» **Artículo**

Gilbert Achar
[Nota de la redacción: Un importante diario liberal estadounidense solicitó a Gilbert Achcar un artículo sobre la actual guerra de Gaza, pero acabó rechazando su propuesta por «no encajar bien con nosotros»]
Desde el asalto de Hamás el 7 de octubre a través de la valla que rodea la Franja de Gaza, esa prisión al aire libre que alberga a 2.3 millones de reclusos, una avalancha de horror ha invadido las pantallas de televisión de todo el mundo. Las escenas de matanza al otro lado de la valla pronto fueron superadas por las escenas de masacre en el interior. La matanza de israelíes (cerca de 1.400) cesó con el fin de la incursión de Hamás al final del mismo día, salvo el pequeño número de víctimas de posteriores lanzamientos de cohetes desde Gaza y el destino desconocido de los rehenes israelíes. El asesinato masivo de palestinos mediante el bombardeo intensivo de las concentraciones civiles urbanas dentro de Gaza ha ido aumentando a gran velocidad desde el 7 de octubre, con miles y miles de cadáveres apilándose a un ritmo aterrador.
Se sabe que Hamás cree que todos los ciudadanos israelíes en edad de votar son responsables de la opresión del pueblo palestino por parte de su Estado, invocando una noción muy censurable de «responsabilidad colectiva». El asesinato de personas no combatientes es un crimen, no sólo el asesinato de civiles, de hecho, sino también el asesinato de soldados que se rinden y de prisioneros de guerra. La misma noción de «culpa colectiva» ha guiado obviamente las sucesivas secuencias de bombardeos de Israel sobre la Franja de Gaza desde que su ejército la evacuó en 2005. En los últimos quince años, hasta la víspera del 7 de octubre, la relación entre víctimas mortales israelíes y palestinas era de 1/20,8, según cifras de la ONU. Aplicada a la situación actual, esta proporción supondría la muerte de más de 29.000 palestinos. Existen temores legítimos de que el balance final sea aún peor.
Las declaraciones de funcionarios israelíes se han pasado de la raya. El siniestro anuncio del ministro de Defensa Yoav Gallant causó revuelo: «He ordenado el asedio total de la Franja de Gaza. No habrá electricidad, ni alimentos, ni combustible, todo está cerrado….. Estamos luchando contra animales humanos y actuamos en consecuencia». Se justificaba así una abierta violación del derecho internacional constitutiva de crimen de guerra deshumanizando a toda una población. El presidente israelí, Isaac Herzog, invocó descaradamente la responsabilidad colectiva: «Es toda una nación la responsable. No es cierta esta retórica sobre civiles no conscientes, no involucrados. Es absolutamente falso. Podrían haberse sublevado, podrían haber luchado contra ese régimen malvado….». Por una trágica ironía, esta declaración, de la que Herzog trató de retractarse más tarde, reproduce la línea de argumentación de Hamás con una validez aún menor, ya que los israelíes eligen a su gobierno mientras que los gazatíes no lo hacen.

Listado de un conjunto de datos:
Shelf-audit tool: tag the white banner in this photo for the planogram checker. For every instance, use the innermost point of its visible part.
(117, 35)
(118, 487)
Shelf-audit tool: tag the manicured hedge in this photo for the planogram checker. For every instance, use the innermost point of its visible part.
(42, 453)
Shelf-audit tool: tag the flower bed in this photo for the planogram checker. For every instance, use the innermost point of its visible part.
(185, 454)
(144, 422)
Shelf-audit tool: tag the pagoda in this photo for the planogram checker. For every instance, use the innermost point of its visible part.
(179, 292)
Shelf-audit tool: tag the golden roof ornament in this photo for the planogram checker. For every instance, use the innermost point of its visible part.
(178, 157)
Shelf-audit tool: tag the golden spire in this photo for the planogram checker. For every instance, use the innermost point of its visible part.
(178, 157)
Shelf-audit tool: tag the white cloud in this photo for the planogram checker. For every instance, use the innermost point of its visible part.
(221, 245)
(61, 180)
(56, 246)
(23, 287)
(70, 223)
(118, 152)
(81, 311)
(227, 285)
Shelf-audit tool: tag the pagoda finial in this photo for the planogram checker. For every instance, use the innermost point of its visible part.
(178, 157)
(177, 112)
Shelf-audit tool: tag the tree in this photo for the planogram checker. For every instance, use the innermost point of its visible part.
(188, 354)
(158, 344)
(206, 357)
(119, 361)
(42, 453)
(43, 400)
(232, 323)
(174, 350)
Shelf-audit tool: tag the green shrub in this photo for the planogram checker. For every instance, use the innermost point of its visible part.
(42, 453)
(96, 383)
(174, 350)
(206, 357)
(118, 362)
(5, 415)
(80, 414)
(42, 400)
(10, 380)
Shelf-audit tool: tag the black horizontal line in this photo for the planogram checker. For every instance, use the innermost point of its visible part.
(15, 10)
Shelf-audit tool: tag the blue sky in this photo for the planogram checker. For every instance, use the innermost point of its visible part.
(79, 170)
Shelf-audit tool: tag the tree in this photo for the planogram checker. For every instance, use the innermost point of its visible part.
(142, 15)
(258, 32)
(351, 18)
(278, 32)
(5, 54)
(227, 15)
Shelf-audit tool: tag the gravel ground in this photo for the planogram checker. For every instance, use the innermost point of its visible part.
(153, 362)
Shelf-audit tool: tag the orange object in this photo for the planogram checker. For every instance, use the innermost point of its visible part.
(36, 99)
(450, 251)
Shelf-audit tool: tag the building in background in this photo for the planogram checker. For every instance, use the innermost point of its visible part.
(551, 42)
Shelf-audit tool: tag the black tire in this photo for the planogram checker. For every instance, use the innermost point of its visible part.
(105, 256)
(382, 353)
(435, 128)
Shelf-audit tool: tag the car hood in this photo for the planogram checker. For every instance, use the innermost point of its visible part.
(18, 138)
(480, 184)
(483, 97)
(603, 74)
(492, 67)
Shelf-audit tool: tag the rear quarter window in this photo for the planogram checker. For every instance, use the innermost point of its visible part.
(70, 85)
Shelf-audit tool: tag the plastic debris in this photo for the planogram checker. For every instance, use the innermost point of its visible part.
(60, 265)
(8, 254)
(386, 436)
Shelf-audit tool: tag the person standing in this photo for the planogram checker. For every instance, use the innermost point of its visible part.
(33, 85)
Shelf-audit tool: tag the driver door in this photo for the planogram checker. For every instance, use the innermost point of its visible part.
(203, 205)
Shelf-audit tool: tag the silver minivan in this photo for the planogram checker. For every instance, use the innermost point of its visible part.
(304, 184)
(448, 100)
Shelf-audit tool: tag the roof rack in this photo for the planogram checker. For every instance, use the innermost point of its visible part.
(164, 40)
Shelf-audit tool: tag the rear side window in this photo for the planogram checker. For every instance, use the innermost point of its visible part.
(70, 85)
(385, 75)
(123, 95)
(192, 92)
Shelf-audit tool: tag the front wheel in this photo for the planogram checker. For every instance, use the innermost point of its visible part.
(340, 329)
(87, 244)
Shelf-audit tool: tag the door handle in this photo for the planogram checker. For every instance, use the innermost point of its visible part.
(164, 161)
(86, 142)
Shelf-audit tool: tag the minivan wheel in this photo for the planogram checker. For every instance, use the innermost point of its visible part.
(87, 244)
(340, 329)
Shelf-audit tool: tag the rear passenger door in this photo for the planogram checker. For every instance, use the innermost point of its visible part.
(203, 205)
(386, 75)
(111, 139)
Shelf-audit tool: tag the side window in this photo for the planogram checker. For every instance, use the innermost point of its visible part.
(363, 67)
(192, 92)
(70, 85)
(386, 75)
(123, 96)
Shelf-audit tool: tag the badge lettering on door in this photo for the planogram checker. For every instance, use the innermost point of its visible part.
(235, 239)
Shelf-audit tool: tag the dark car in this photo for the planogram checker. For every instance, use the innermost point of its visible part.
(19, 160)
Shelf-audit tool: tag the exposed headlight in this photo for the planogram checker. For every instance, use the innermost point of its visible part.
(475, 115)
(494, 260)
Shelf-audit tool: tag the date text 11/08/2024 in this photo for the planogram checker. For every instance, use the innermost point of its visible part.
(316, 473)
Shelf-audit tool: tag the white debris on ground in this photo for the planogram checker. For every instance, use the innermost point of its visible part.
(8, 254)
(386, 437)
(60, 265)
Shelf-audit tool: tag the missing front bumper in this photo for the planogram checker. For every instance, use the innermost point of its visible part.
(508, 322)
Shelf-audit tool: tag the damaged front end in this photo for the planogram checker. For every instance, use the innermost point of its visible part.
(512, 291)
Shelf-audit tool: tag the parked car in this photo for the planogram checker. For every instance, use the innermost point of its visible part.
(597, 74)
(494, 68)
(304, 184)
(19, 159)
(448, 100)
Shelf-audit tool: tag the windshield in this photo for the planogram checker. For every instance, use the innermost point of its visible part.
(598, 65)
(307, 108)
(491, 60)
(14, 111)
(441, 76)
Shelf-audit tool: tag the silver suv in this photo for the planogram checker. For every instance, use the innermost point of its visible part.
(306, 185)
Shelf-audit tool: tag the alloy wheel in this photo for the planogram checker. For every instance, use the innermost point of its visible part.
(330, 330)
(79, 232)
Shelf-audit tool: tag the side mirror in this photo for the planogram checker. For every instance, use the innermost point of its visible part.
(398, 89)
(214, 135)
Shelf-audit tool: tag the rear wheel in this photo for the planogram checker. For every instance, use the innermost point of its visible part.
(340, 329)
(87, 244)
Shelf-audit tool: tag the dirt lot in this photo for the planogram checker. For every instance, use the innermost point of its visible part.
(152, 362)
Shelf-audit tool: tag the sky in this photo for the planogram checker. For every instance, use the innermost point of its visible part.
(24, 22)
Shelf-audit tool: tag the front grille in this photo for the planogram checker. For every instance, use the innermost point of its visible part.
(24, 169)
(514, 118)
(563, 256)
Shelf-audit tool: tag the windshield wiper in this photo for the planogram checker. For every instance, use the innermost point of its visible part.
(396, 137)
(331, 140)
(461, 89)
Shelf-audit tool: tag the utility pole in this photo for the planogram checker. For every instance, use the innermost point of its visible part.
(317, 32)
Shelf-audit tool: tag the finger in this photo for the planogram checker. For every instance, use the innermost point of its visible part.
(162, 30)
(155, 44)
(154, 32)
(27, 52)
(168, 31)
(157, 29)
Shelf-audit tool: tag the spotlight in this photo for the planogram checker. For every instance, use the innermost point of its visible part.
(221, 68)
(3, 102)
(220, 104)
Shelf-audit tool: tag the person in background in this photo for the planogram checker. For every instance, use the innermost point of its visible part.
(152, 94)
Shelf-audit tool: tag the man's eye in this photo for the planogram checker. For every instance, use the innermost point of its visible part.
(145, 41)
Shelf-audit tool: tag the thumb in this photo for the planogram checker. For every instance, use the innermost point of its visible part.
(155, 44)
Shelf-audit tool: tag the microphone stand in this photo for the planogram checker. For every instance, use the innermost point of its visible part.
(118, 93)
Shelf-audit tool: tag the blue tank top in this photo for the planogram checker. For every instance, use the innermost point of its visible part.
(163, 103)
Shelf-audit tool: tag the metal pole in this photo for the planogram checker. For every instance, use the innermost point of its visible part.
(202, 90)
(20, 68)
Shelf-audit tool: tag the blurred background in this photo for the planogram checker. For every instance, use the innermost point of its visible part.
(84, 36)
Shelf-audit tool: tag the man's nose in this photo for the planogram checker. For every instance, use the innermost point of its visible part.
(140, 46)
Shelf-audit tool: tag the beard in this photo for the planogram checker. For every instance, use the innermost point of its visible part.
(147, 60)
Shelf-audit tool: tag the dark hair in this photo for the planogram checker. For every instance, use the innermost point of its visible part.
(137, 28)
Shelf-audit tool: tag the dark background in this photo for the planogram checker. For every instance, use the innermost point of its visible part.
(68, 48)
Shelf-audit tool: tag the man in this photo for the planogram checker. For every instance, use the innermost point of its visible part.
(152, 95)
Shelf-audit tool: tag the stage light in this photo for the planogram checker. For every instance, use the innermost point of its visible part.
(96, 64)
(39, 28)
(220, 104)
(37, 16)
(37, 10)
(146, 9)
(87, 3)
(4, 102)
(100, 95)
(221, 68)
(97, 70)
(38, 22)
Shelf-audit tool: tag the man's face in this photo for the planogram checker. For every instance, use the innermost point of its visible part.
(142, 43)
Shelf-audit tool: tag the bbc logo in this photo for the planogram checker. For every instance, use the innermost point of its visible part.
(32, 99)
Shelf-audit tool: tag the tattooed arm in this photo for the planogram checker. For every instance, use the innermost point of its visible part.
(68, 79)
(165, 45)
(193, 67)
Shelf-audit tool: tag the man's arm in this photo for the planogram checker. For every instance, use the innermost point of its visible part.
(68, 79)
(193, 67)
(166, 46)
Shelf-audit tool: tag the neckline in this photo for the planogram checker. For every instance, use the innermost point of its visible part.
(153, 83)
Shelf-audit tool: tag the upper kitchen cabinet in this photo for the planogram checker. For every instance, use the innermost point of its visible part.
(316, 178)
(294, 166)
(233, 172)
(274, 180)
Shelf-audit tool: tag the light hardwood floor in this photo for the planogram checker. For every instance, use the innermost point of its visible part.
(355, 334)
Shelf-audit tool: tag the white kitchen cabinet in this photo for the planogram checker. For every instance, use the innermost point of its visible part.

» **Tarea requerida**
Responde estas preguntas sobre el artículo:
(a) ¿Cuántas personas alberga la Franja de Gaza?
(b) ¿Qué cargo ocupa Yoav Gallant?
(c) Según cifras de la ONU, ¿cuál era la relación entre víctimas mortales israelíes y palestinas en los quince años previos al 7 de octubre?

» **Resultado**
(a) 2.3 millones.
(b) Ministro de Defensa.
(c) 1/20,8.